Istighfar adalah memohon agar Allah Subhanahu wata’ala memelihara kita dari akibat-akibat dosa. Oleh karena itu Dallam Al-qur’an disebutkan: “Allah tidak akan menurunkan azab kepada mereka selama mereka beristighfar.” (QS. Al-Anfal:33)
Karena itu, perbanyaklah istighfar supaya akibat-akibat dosa tidak menimpa kita. Nabi Shallallahu alaihi wasallam saja sering beristighfar. Sekali duduk beliau beristighfar sampai tujuh puluh kali. Dalam riwayat lain disebutkan seratus kali.
Wirid kita adalah istighfar. Bila dosa itu terhadap Allah Subhanahu wata’ala, kita harus melakukan istighfar dan taubat. Kita memohon kepada Allah agar Dia tidak menghukum kita karena dosa-dosa kita dan melepaskan dosa-dosa yang kita lakukan. Kalau dosa kita itu kepada makhluk kita juga beristighfar dan taubat, dan meminta maaf kepada orang yang telah kita dhalimi.

◇ ◇ ◇ ◇

▶ **Soal Singkat A**: Tolong tuliskan ulang tanpa perubahan bagian teks tentang istighfar di atas yang diawali kata-kata berisi "Istighfar adalah memohon" dan diakhiri "telah kita dhalimi.".
▶ **Soal Singkat B**: Sebutkan jumlah baris dalam daftar di bawah yang memuat kata "point", berupa angka saja.

[Cuplikan dataset pelabelan titik]
◇ ◇ ◇ ◇

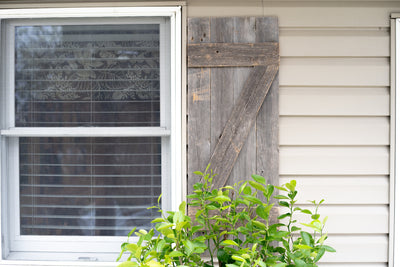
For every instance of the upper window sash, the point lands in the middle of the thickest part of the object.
(86, 131)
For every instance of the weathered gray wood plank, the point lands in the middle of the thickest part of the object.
(232, 54)
(256, 154)
(222, 95)
(240, 122)
(268, 117)
(198, 106)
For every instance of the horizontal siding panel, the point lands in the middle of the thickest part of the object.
(334, 72)
(302, 14)
(349, 219)
(351, 190)
(353, 264)
(334, 101)
(334, 131)
(334, 43)
(358, 248)
(334, 160)
(378, 264)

◇ ◇ ◇ ◇

▶ **Jawaban Tertulis A**:
Istighfar adalah memohon agar Allah Subhanahu wata’ala memelihara kita dari akibat-akibat dosa. Oleh karena itu Dallam Al-qur’an disebutkan: “Allah tidak akan menurunkan azab kepada mereka selama mereka beristighfar.” (QS. Al-Anfal:33)
Karena itu, perbanyaklah istighfar supaya akibat-akibat dosa tidak menimpa kita. Nabi Shallallahu alaihi wasallam saja sering beristighfar. Sekali duduk beliau beristighfar sampai tujuh puluh kali. Dalam riwayat lain disebutkan seratus kali.
Wirid kita adalah istighfar. Bila dosa itu terhadap Allah Subhanahu wata’ala, kita harus melakukan istighfar dan taubat. Kita memohon kepada Allah agar Dia tidak menghukum kita karena dosa-dosa kita dan melepaskan dosa-dosa yang kita lakukan. Kalau dosa kita itu kepada makhluk kita juga beristighfar dan taubat, dan meminta maaf kepada orang yang telah kita dhalimi.

▶ **Jawaban Tertulis B**: 3